Exercise prompt: Repeat every line of the entries below word for word.

Supplied records:
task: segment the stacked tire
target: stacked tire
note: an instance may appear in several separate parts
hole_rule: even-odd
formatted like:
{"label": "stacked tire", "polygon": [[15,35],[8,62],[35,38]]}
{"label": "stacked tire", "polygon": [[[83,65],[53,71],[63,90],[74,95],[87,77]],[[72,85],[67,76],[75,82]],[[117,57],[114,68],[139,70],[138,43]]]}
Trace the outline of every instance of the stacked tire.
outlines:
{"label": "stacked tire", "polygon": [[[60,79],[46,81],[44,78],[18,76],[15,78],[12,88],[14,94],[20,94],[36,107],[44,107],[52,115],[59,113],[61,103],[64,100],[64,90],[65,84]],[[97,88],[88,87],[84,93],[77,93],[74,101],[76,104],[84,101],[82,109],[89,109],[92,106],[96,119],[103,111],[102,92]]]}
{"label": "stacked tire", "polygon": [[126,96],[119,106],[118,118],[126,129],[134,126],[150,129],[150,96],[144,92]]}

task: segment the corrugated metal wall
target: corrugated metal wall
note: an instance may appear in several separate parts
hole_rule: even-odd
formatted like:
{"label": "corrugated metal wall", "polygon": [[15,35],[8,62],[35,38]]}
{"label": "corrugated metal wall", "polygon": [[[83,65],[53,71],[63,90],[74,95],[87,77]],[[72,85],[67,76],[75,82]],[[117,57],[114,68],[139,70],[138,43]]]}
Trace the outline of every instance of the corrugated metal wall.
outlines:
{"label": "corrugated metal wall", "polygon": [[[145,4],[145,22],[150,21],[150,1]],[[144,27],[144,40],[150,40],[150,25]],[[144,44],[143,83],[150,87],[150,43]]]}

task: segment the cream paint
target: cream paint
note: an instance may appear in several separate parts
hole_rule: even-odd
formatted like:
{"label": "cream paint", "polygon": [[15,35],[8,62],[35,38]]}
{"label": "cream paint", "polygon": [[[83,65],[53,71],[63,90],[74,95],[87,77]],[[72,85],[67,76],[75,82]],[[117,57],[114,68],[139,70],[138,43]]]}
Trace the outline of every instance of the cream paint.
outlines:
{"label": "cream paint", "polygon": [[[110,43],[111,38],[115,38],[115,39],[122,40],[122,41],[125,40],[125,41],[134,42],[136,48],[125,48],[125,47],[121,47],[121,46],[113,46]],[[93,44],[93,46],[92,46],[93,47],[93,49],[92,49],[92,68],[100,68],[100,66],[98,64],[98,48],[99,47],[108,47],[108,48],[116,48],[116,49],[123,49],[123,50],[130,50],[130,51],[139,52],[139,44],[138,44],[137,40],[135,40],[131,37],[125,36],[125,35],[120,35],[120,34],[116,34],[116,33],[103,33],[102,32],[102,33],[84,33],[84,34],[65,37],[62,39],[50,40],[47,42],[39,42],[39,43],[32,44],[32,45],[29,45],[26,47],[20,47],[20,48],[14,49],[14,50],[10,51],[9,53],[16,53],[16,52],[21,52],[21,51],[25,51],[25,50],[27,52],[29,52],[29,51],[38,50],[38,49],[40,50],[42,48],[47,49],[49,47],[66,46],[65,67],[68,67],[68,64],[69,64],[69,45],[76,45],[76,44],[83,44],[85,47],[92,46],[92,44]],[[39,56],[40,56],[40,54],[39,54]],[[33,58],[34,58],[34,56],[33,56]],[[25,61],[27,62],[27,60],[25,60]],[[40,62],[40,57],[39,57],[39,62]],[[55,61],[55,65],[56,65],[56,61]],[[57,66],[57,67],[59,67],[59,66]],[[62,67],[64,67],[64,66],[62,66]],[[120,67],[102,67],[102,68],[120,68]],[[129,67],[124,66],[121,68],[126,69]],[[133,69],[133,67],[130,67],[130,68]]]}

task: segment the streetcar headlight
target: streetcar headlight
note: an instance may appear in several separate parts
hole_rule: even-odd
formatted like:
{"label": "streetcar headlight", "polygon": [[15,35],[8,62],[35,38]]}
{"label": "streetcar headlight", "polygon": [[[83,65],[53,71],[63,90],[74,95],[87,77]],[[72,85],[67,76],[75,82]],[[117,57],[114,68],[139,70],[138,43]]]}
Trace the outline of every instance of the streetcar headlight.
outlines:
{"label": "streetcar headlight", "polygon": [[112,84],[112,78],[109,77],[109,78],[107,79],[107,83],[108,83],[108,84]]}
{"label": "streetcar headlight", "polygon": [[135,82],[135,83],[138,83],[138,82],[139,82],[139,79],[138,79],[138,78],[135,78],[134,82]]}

Task solution:
task: segment the stacked tire
target: stacked tire
note: an instance may appear in several separate parts
hole_rule: even-odd
formatted like:
{"label": "stacked tire", "polygon": [[15,35],[8,62],[35,38]]}
{"label": "stacked tire", "polygon": [[[83,65],[53,71],[63,90],[74,95],[87,77]],[[72,85],[67,76],[75,82]],[[117,57],[114,68],[139,70],[138,43]]]}
Trace the outline of every instance of the stacked tire.
outlines:
{"label": "stacked tire", "polygon": [[[60,79],[46,81],[44,78],[18,76],[15,78],[12,88],[14,94],[20,94],[36,107],[44,107],[52,115],[59,113],[61,103],[64,100],[64,90],[65,84]],[[97,88],[88,87],[84,93],[77,93],[74,101],[76,104],[84,101],[82,109],[89,109],[92,106],[96,119],[103,111],[102,92]]]}
{"label": "stacked tire", "polygon": [[126,96],[119,106],[118,118],[126,129],[134,126],[150,129],[150,96],[144,92]]}

task: segment the corrugated metal wall
target: corrugated metal wall
note: an instance may appear in several separate parts
hole_rule: even-odd
formatted like:
{"label": "corrugated metal wall", "polygon": [[15,35],[8,62],[35,38]]}
{"label": "corrugated metal wall", "polygon": [[[83,65],[53,71],[63,90],[74,95],[87,77]],[[72,85],[67,76],[75,82]],[[117,57],[114,68],[139,70],[138,43]]]}
Trace the outline of every instance of the corrugated metal wall.
outlines:
{"label": "corrugated metal wall", "polygon": [[[145,4],[145,22],[150,21],[150,1]],[[144,27],[144,40],[150,40],[150,25]],[[144,44],[143,83],[150,87],[150,43]]]}

task: segment the cream paint
target: cream paint
note: an instance may appear in several separate parts
hole_rule: even-odd
formatted like:
{"label": "cream paint", "polygon": [[15,35],[8,62],[35,38]]}
{"label": "cream paint", "polygon": [[[83,65],[53,71],[63,90],[74,95],[87,77]],[[72,85],[67,76],[75,82]],[[117,57],[114,68],[139,70],[138,43]]]}
Trace the outline of every instance of the cream paint.
outlines:
{"label": "cream paint", "polygon": [[[110,43],[111,38],[115,38],[115,39],[122,40],[122,41],[125,40],[125,41],[134,42],[136,48],[125,48],[125,47],[121,47],[121,46],[113,46]],[[93,44],[93,46],[92,46],[93,47],[93,49],[92,49],[92,68],[100,68],[100,66],[98,64],[98,48],[99,47],[108,47],[108,48],[116,48],[116,49],[123,49],[123,50],[130,50],[130,51],[139,52],[139,44],[138,44],[137,40],[135,40],[131,37],[125,36],[125,35],[120,35],[120,34],[116,34],[116,33],[103,33],[102,32],[102,33],[84,33],[84,34],[65,37],[62,39],[50,40],[47,42],[39,42],[39,43],[32,44],[32,45],[29,45],[26,47],[20,47],[20,48],[14,49],[14,50],[10,51],[9,53],[16,53],[16,52],[21,52],[21,51],[25,51],[25,50],[27,52],[29,52],[29,51],[38,50],[38,49],[40,50],[42,48],[47,49],[49,47],[66,46],[65,67],[68,67],[68,64],[69,64],[69,45],[76,45],[76,44],[83,44],[85,47],[92,46],[92,44]],[[39,56],[40,56],[40,54],[39,54]],[[33,58],[34,58],[34,56],[33,56]],[[25,61],[27,62],[27,60],[25,60]],[[40,62],[40,57],[39,57],[39,62]],[[55,61],[55,65],[56,65],[56,61]],[[57,66],[57,67],[59,67],[59,66]],[[62,67],[64,67],[64,66],[62,66]],[[120,67],[102,67],[102,68],[120,68]],[[129,67],[124,66],[121,68],[126,69]],[[133,69],[133,67],[130,67],[130,68]]]}

task: segment the streetcar headlight
target: streetcar headlight
note: an instance may appear in several separate parts
hole_rule: even-odd
formatted like:
{"label": "streetcar headlight", "polygon": [[15,35],[8,62],[35,38]]}
{"label": "streetcar headlight", "polygon": [[[83,65],[53,71],[63,90],[74,95],[87,77]],[[72,85],[67,76],[75,82]],[[117,57],[114,68],[139,70],[138,43]]]}
Trace the outline of every instance of the streetcar headlight.
outlines:
{"label": "streetcar headlight", "polygon": [[112,84],[112,78],[109,77],[109,78],[107,79],[107,83],[108,83],[108,84]]}
{"label": "streetcar headlight", "polygon": [[135,82],[135,83],[138,83],[138,82],[139,82],[139,79],[138,79],[138,78],[135,78],[134,82]]}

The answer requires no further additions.